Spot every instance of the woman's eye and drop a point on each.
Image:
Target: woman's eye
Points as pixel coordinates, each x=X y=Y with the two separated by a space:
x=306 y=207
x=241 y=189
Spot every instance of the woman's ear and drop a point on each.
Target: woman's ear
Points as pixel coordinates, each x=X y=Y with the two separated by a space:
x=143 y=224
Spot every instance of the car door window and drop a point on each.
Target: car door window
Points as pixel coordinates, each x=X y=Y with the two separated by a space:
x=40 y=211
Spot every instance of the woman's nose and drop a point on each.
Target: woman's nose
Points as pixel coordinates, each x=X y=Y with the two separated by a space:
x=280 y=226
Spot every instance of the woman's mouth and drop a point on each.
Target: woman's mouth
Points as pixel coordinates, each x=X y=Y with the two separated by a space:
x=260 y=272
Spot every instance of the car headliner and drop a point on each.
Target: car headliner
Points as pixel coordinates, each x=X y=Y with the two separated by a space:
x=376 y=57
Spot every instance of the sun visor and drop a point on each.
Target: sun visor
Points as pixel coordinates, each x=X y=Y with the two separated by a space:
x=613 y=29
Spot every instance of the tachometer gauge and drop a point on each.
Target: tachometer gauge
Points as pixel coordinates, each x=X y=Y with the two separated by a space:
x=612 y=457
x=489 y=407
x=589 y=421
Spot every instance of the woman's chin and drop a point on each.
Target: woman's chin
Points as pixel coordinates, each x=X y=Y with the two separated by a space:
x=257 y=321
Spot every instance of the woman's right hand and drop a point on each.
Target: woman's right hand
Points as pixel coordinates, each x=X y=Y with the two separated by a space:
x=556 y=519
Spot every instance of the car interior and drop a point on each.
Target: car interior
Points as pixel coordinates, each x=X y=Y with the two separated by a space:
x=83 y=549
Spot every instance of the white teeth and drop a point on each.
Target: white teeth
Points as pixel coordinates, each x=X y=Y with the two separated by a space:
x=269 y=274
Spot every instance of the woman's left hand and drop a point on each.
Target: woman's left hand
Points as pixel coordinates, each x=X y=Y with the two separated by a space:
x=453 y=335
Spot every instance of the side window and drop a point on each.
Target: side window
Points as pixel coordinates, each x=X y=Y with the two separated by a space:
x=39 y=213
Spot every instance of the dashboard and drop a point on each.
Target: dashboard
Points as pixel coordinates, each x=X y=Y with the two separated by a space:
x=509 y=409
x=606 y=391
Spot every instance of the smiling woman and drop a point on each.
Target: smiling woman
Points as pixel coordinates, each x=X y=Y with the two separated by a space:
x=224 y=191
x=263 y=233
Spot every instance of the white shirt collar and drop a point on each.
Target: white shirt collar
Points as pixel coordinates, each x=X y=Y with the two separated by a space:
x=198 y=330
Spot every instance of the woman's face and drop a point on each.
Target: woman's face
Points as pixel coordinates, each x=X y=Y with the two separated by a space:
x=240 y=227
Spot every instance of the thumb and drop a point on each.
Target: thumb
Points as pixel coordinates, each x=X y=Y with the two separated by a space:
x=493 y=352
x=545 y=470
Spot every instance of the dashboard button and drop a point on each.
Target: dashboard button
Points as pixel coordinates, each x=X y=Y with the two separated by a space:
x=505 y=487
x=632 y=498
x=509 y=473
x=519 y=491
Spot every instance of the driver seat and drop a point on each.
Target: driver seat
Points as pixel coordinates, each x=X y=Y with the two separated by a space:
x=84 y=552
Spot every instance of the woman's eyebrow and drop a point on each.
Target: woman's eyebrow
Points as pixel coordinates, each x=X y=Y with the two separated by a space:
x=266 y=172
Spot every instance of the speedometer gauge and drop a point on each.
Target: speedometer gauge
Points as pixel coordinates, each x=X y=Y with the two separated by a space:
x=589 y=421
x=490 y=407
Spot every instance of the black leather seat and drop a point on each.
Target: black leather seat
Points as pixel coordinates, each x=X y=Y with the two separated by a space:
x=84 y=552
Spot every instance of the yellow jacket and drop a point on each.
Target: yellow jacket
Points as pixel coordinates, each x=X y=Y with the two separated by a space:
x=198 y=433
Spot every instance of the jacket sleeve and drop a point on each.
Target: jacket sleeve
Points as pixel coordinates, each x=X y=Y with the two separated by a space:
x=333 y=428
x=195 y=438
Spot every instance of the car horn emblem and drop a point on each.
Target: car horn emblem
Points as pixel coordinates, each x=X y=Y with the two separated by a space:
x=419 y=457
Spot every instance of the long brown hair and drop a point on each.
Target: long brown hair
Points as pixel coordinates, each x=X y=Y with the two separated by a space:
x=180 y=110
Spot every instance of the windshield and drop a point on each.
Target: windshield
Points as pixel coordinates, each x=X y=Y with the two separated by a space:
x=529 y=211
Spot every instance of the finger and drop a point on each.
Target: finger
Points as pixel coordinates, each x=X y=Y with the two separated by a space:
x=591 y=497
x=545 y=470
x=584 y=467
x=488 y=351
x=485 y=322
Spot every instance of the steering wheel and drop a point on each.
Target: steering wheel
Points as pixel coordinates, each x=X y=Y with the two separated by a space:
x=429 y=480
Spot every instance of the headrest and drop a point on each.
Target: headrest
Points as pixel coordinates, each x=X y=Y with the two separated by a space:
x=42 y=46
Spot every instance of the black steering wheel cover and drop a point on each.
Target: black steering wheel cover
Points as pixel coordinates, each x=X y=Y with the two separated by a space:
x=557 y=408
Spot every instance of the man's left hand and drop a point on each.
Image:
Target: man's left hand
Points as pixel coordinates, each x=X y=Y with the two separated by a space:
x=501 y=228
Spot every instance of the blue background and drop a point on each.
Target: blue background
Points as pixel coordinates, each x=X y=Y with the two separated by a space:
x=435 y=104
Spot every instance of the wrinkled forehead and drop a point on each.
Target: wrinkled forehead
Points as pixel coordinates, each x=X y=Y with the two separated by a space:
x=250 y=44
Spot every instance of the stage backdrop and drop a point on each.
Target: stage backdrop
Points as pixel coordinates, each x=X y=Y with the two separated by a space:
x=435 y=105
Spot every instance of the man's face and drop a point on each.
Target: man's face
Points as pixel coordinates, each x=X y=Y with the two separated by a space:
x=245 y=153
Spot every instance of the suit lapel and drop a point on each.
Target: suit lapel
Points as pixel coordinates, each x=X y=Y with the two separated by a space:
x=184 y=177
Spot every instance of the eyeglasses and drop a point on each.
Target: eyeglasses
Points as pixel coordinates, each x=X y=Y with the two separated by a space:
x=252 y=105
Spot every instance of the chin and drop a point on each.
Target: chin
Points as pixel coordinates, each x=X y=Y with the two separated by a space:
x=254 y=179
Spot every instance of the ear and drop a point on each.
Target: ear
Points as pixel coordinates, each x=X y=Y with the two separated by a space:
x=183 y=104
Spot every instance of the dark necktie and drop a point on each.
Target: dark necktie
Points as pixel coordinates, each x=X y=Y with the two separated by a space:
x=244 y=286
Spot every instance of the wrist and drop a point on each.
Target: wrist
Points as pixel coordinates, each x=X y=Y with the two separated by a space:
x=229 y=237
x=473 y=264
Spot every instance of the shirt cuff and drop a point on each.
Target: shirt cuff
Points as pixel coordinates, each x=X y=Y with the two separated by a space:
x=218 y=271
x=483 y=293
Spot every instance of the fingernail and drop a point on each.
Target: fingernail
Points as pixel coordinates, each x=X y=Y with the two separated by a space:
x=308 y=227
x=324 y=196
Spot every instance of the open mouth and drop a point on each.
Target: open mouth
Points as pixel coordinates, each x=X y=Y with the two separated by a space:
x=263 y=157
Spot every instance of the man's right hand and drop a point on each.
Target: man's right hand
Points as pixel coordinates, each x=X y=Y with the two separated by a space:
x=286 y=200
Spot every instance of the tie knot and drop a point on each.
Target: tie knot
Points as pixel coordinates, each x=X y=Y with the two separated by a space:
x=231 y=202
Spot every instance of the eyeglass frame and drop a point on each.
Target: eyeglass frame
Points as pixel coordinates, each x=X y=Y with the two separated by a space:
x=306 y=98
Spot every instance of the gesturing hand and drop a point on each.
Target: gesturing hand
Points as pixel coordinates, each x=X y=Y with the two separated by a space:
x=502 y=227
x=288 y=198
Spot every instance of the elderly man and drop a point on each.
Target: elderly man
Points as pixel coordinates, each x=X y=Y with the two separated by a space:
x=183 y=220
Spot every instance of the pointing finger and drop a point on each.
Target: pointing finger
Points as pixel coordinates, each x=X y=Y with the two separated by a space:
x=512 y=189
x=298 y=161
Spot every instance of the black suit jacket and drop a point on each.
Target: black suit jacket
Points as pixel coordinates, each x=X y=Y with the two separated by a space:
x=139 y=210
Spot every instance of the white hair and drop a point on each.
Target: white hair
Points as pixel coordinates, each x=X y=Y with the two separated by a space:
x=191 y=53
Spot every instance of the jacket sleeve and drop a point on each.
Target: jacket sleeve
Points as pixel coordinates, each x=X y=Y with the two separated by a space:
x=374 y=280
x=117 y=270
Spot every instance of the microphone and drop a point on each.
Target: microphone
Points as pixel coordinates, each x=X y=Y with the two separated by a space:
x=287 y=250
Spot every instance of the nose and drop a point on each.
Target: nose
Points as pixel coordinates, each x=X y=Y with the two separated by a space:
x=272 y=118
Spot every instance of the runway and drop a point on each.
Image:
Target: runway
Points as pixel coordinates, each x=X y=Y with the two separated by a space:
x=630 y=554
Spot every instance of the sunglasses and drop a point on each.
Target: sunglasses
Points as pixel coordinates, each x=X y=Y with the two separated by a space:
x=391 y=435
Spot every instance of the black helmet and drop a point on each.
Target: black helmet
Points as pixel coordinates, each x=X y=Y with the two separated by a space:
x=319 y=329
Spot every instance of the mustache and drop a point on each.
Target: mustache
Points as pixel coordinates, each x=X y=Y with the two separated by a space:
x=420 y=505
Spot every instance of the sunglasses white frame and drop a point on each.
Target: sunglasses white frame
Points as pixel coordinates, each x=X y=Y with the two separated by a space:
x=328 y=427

**Exercise:**
Set down nothing but the lines from the one with "Spot every instance of the nose" through the end of the records, keeping each line exactly as written and including both ends.

**Task result:**
Spot every instance of the nose and drop a point on each.
Target: nose
Points as pixel coordinates, each x=X y=Y with the two separated by a space:
x=272 y=118
Spot every instance of the runway and drop a point on each.
Image:
Target: runway
Points as pixel coordinates, each x=X y=Y with the two separated by a space:
x=630 y=554
Spot every instance of the sunglasses and drop a point on each.
Target: sunglasses
Points as pixel coordinates, each x=X y=Y with the two separated by a space:
x=391 y=435
Spot every instance of the black helmet and drop a point on each.
Target: black helmet
Points as pixel coordinates, each x=X y=Y with the two separated by a space:
x=319 y=329
Spot every instance of the mustache and drop a point on each.
Target: mustache
Points as pixel coordinates, each x=X y=Y with the two separated by a space:
x=420 y=505
Spot every instance of the sunglasses white frame and drop a point on each.
Target: sunglasses white frame
Points as pixel coordinates, each x=X y=Y with the two separated by a space:
x=328 y=427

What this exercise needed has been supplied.